SET PROBLEM 1 = Copy out each line of the entries below that contains the word "every".

We even noticed the same problem going from product training, to product installation and from there to project execution and from there into production. The normal sales, consulting and service organizations fail to bridge those gaps. When I was with IBM over 20 years ago, the customer responsible systems engineer would dampen those transitions. But then the cheapo Unix and Windows vendors came in and the full support model had to be dropped as customers did not want to pay for it.
We had to find another to solve the problem and first we created a new department filling the space between the consulting group and the support center. We call it PQA or Project Quality Assurance. As this group is now often heavily involved in daily operational issues at the customer we recently raised our maintenance fee and we will rename this group to ‘Solution Center’. They are paid by through the normal maintenance fee (which is still a lot lower than IBM’s, Oracle’s or SAP’s) but they close the gaps that appear in whatever situation there is. They even provide free upgrade support for software and application verification.

RECORDS TO USE =

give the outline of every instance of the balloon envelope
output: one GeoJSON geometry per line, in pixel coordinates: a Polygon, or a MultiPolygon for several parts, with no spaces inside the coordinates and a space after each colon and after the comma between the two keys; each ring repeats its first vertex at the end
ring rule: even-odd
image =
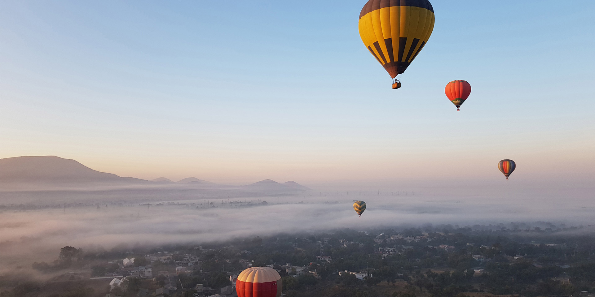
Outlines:
{"type": "Polygon", "coordinates": [[[434,21],[428,0],[369,0],[359,14],[359,36],[394,78],[425,45],[434,21]]]}
{"type": "Polygon", "coordinates": [[[516,163],[512,160],[507,159],[498,162],[498,169],[506,177],[506,179],[508,179],[508,176],[515,170],[515,168],[516,168],[516,163]]]}
{"type": "Polygon", "coordinates": [[[464,80],[453,80],[446,85],[444,93],[458,110],[471,93],[471,85],[464,80]]]}
{"type": "Polygon", "coordinates": [[[355,201],[353,203],[353,209],[359,216],[362,216],[362,213],[366,210],[366,203],[359,200],[355,201]]]}
{"type": "Polygon", "coordinates": [[[279,297],[283,285],[274,269],[250,267],[237,276],[236,292],[238,297],[279,297]]]}

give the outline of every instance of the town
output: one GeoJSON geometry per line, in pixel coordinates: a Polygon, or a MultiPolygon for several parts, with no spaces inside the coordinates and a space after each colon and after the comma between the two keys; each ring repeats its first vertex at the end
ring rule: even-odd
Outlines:
{"type": "Polygon", "coordinates": [[[288,297],[593,296],[593,235],[590,226],[511,223],[65,247],[53,262],[30,264],[48,280],[3,275],[12,289],[1,296],[229,297],[255,266],[275,269],[288,297]]]}

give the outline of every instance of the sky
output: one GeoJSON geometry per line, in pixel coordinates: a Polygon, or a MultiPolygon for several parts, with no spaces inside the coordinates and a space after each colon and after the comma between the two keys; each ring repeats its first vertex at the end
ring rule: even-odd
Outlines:
{"type": "Polygon", "coordinates": [[[365,1],[0,2],[0,157],[248,184],[595,179],[595,2],[439,1],[391,80],[365,1]],[[472,91],[460,112],[444,94],[472,91]]]}

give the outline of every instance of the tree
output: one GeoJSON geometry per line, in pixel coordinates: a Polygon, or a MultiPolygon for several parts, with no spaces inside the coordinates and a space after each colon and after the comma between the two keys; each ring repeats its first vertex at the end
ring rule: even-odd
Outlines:
{"type": "Polygon", "coordinates": [[[140,290],[140,279],[138,277],[126,277],[122,282],[122,287],[126,288],[126,294],[133,295],[140,290]]]}
{"type": "Polygon", "coordinates": [[[296,290],[299,288],[299,282],[298,279],[293,276],[285,276],[281,277],[281,282],[283,284],[283,289],[287,290],[296,290]]]}
{"type": "Polygon", "coordinates": [[[64,247],[60,249],[60,254],[58,258],[66,267],[72,264],[73,258],[82,253],[82,249],[72,247],[64,247]]]}
{"type": "Polygon", "coordinates": [[[318,283],[318,280],[316,279],[316,277],[312,275],[312,273],[304,273],[298,277],[298,282],[300,285],[314,286],[318,283]]]}

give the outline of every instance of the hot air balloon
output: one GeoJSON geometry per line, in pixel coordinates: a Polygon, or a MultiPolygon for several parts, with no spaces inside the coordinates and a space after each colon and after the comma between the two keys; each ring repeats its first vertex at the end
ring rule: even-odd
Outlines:
{"type": "Polygon", "coordinates": [[[450,102],[456,106],[456,111],[461,111],[459,108],[471,93],[471,85],[464,80],[453,80],[446,84],[444,93],[450,102]]]}
{"type": "Polygon", "coordinates": [[[362,217],[362,213],[366,210],[366,203],[359,200],[354,202],[353,209],[359,215],[359,217],[362,217]]]}
{"type": "Polygon", "coordinates": [[[512,160],[507,159],[498,163],[498,169],[506,177],[506,179],[508,179],[508,176],[515,170],[515,168],[516,168],[516,164],[512,160]]]}
{"type": "Polygon", "coordinates": [[[236,282],[238,297],[279,297],[281,276],[270,267],[250,267],[240,273],[236,282]]]}
{"type": "MultiPolygon", "coordinates": [[[[394,78],[424,48],[434,21],[434,8],[428,0],[369,0],[359,14],[359,36],[394,78]]],[[[394,80],[393,89],[400,86],[394,80]]]]}

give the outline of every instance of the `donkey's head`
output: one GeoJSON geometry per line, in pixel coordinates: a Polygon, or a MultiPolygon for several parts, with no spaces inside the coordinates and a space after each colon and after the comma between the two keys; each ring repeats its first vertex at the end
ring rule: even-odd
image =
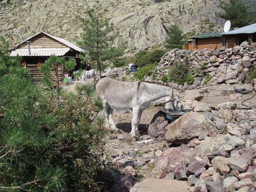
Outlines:
{"type": "Polygon", "coordinates": [[[164,108],[168,111],[177,110],[179,109],[179,104],[180,100],[179,93],[183,87],[183,85],[179,86],[177,89],[172,88],[171,95],[164,103],[164,108]]]}

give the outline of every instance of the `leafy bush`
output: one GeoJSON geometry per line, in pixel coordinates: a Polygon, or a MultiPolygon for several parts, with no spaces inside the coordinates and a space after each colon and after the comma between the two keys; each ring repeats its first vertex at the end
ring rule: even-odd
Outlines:
{"type": "Polygon", "coordinates": [[[8,69],[0,77],[0,191],[60,190],[65,171],[61,164],[47,164],[42,152],[48,141],[46,133],[57,120],[49,111],[36,112],[36,101],[42,95],[27,76],[29,70],[8,69]]]}
{"type": "Polygon", "coordinates": [[[247,80],[249,82],[251,82],[253,79],[256,78],[256,66],[254,65],[250,68],[245,74],[247,80]]]}
{"type": "Polygon", "coordinates": [[[139,68],[137,71],[134,73],[134,79],[143,81],[145,75],[149,76],[154,75],[155,73],[155,69],[157,64],[157,63],[155,62],[153,64],[149,64],[139,68]]]}
{"type": "Polygon", "coordinates": [[[6,62],[0,65],[0,191],[106,191],[107,130],[93,86],[62,90],[58,101],[55,90],[33,83],[18,58],[5,57],[0,55],[6,62]]]}
{"type": "Polygon", "coordinates": [[[204,81],[204,84],[206,85],[209,82],[209,81],[211,79],[212,77],[210,76],[209,75],[209,73],[206,73],[206,75],[205,76],[205,78],[204,81]]]}
{"type": "Polygon", "coordinates": [[[93,98],[93,86],[81,85],[75,89],[75,93],[61,96],[63,101],[57,109],[52,108],[52,93],[46,95],[40,106],[41,114],[52,109],[58,120],[49,133],[44,158],[51,166],[61,165],[66,173],[68,191],[98,191],[105,189],[109,178],[106,176],[109,165],[103,158],[106,151],[103,139],[106,132],[101,127],[104,119],[97,116],[103,106],[93,98]]]}
{"type": "Polygon", "coordinates": [[[168,82],[174,82],[179,84],[186,82],[191,85],[193,82],[194,77],[189,72],[188,67],[181,63],[171,67],[168,77],[168,82]]]}
{"type": "Polygon", "coordinates": [[[165,53],[164,50],[155,49],[152,51],[141,51],[135,54],[131,59],[132,62],[142,67],[155,62],[158,62],[165,53]]]}

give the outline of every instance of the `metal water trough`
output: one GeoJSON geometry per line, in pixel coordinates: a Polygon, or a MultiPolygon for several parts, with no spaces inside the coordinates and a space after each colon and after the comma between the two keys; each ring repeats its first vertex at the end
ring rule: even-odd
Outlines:
{"type": "Polygon", "coordinates": [[[172,119],[174,117],[179,118],[182,116],[190,110],[193,109],[179,109],[177,111],[168,111],[165,110],[163,108],[159,107],[159,110],[166,114],[166,117],[169,119],[172,119]]]}

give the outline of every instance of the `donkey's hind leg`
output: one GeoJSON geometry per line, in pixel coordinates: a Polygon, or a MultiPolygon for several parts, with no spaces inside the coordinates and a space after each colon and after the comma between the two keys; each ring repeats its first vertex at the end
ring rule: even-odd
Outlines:
{"type": "Polygon", "coordinates": [[[137,138],[135,135],[135,131],[138,130],[139,123],[141,119],[142,111],[138,107],[134,108],[133,110],[132,121],[132,130],[130,133],[132,140],[136,141],[137,138]]]}
{"type": "Polygon", "coordinates": [[[113,132],[115,133],[118,133],[121,132],[120,130],[116,128],[115,125],[115,123],[113,120],[113,109],[109,105],[108,108],[108,112],[109,114],[109,122],[113,132]]]}
{"type": "Polygon", "coordinates": [[[104,109],[103,110],[103,114],[104,117],[105,118],[105,121],[106,123],[106,128],[109,128],[109,114],[108,112],[108,108],[109,105],[106,100],[105,99],[104,99],[102,100],[102,103],[104,106],[104,109]]]}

SET PROBLEM 2 = Rewrite the passage on customer support above, starting with "We had to find" and going on through "and application verification.", and replace "maintenance fee" with "service fee" throughout.

EXPECTED OUTPUT 1 =
give the outline of every instance of the balloon envelope
give the outline of every instance of the town
give the outline of every instance of the sky
give the outline of every instance of the tree
give the outline of every instance of the hot air balloon
give the outline of every instance of the `donkey's head`
give the outline of every instance of the `leafy bush`
give the outline of every instance of the `metal water trough`
give the outline of every instance of the `donkey's hind leg`

EXPECTED OUTPUT 2 =
We had to find another to solve the problem and first we created a new department filling the space between the consulting group and the support center. We call it PQA or Project Quality Assurance. As this group is now often heavily involved in daily operational issues at the customer we recently raised our service fee and we will rename this group to ‘Solution Center’. They are paid by through the normal service fee (which is still a lot lower than IBM’s, Oracle’s or SAP’s) but they close the gaps that appear in whatever situation there is. They even provide free upgrade support for software and application verification.